TASK PROMPT: Reproduce each entry below in full, exactly as it was given.

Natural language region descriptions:

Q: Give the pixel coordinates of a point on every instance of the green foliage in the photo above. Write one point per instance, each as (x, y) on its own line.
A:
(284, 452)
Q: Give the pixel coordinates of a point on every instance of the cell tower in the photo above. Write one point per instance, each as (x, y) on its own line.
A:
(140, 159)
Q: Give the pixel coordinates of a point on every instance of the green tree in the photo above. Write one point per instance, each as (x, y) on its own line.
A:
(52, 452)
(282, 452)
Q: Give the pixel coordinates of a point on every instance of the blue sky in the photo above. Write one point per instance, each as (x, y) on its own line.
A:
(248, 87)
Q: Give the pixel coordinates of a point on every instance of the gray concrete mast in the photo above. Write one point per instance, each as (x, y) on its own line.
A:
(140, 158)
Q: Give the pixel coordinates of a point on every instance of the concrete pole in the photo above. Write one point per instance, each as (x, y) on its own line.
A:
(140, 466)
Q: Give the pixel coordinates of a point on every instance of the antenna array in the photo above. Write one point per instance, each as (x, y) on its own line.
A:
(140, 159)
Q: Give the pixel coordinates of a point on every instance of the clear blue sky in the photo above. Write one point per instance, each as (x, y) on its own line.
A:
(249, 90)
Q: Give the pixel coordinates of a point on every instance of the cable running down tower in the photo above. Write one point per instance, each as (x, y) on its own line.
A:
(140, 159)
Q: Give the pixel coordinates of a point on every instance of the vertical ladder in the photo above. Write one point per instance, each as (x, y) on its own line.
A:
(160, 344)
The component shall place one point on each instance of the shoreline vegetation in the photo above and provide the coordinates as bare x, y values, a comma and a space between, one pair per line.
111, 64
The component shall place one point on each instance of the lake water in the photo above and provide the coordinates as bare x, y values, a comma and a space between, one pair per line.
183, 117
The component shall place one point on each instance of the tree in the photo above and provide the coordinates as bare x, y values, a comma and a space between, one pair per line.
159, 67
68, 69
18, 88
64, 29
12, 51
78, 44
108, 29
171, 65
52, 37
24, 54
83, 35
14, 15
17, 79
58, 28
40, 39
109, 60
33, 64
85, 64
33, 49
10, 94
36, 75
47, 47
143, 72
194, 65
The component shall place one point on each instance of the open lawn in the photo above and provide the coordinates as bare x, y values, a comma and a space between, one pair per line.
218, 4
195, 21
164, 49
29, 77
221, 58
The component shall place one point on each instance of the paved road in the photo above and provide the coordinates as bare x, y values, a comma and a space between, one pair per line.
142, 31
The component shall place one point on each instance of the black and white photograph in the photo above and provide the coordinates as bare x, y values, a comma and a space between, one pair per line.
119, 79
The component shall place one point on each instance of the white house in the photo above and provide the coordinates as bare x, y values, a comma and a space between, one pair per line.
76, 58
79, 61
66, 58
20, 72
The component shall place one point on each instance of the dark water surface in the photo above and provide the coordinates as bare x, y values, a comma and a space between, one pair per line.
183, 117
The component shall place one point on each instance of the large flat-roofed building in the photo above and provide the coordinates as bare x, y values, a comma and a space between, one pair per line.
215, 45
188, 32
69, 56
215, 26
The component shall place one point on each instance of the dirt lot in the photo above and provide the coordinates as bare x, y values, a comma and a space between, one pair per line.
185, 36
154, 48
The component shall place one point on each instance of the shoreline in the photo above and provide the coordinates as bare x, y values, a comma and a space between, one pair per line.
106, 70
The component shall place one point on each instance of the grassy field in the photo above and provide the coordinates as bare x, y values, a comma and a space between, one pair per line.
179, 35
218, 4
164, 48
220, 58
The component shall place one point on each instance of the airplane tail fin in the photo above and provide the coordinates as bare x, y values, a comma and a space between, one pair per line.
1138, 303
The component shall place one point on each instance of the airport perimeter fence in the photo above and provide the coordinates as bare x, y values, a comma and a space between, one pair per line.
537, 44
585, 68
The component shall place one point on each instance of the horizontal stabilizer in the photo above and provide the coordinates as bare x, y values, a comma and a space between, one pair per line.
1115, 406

RESPONSE TO THIS EXERCISE:
Q: Give the pixel coordinates of a point on every instance of the green foliage in the photo above. Write one point per instance, each as (x, y) on its own line.
A:
(284, 452)
Q: Give the pixel coordinates of a point on every instance of the cell tower in the photo above. Write one point per instance, each as (x, y) on its own line.
A:
(140, 159)
Q: Give the pixel coordinates of a point on every instance of the green tree in the photo above. Write one point per instance, each as (x, y) on its own line.
A:
(52, 452)
(282, 452)
Q: Give the pixel coordinates of a point on every instance of the blue sky in the photo above. Write one point per instance, each as (x, y) on its own line.
A:
(248, 87)
Q: Give the pixel coordinates of a point on every instance of the gray concrete mast in the photo above. Write one point per instance, each as (x, y) on its own line.
A:
(140, 158)
Q: Give the pixel coordinates of a point on every instance of the concrete pole in the photo above. Write one point per instance, each as (x, y) on its own line.
A:
(140, 466)
Q: Give the pixel coordinates of a point on every instance of the antenna array in the photo above. Write one point per instance, each as (x, y) on its own line.
A:
(140, 159)
Q: Give the pixel coordinates of a point on every instance of the clear blue sky in the photo above. Write one point per instance, each as (x, y) on its own line.
A:
(249, 90)
Q: Give the pixel coordinates of a point on every instance of the cable running down tower in the photo above. Write one point per instance, each as (x, y) on its own line.
A:
(140, 159)
Q: Give the pixel coordinates of a point on every instance of the vertical ladder in the photo above. Write one point per instance, each as (x, y) on its own line.
A:
(160, 344)
The component shall place one point on each instance of the shoreline vegetation in the photo above and provide the coordinates as bare x, y values, a comma and a space between, one pair per line.
111, 64
The component shall place one point on each instance of the lake water in the photo above and provide the coordinates as bare x, y values, a comma and a space between, one pair per line.
183, 117
The component shall place one point on each instance of the tree in the photo above and provide the coordinates as bare x, y values, a comma and a space between, one pair per line.
159, 67
68, 69
18, 88
64, 29
12, 51
78, 44
108, 29
171, 65
52, 37
24, 54
83, 35
14, 15
17, 79
58, 28
40, 39
109, 60
33, 64
85, 64
33, 49
10, 94
36, 75
47, 47
143, 72
194, 65
The component shall place one point on each instance of the open lawn in the photo above and provide the coordinates as bare x, y values, a comma and a space between, one pair per line.
218, 4
195, 21
164, 49
29, 77
221, 58
The component shall place one point on each instance of the paved road in the photo above and provide the coordinates as bare x, y values, a comma and a space between, one pair per line.
142, 31
The component shall place one point on each instance of the black and white photograph in the photo above and provide the coordinates as bare x, y values, a comma and a space between, one pair per line.
119, 79
The component shall place one point on each instance of the white house in the photo above and provide the coordinates as bare x, y values, a comma and a space between, one pair per line.
76, 58
79, 61
66, 58
20, 72
The component shall place one point on each instance of the dark water surface in the photo above and provide the coordinates as bare x, y values, a comma and a space between, one pair per line.
183, 117
The component shall place one point on each instance of the large flat-roofed building in the photo above and provide the coordinates as bare x, y values, a comma and a space between, one pair per line.
215, 45
188, 32
69, 56
215, 26
The component shall place one point on each instance of the dirt lot in the photo above and provide the coordinates as bare x, y values, a comma and a space between, one pair per line.
185, 36
154, 48
The component shall place one point on each instance of the shoreline in the photo above and provide the coordinates as bare x, y values, a comma and a space between, one pair per line.
106, 70
The component shall place one point on each instance of the grassy field in the photo above and provide the coordinates as bare x, y values, a comma and a space between, one pair per line.
179, 35
218, 4
164, 48
220, 58
The component shall place one point on each instance of the airplane tail fin in the photo above and provide the coordinates as bare x, y values, a comma and a space between, one pair per line.
1138, 303
The component shall place one point on each instance of the airport perimeter fence in the photo above and provide the coordinates as bare x, y values, a comma and a space between, one pair per line.
537, 44
585, 68
The component shall place one point on each instance of the horizontal stabilizer in the photo above and provide the coordinates as bare x, y values, a comma and a space between, one pair per line.
1115, 406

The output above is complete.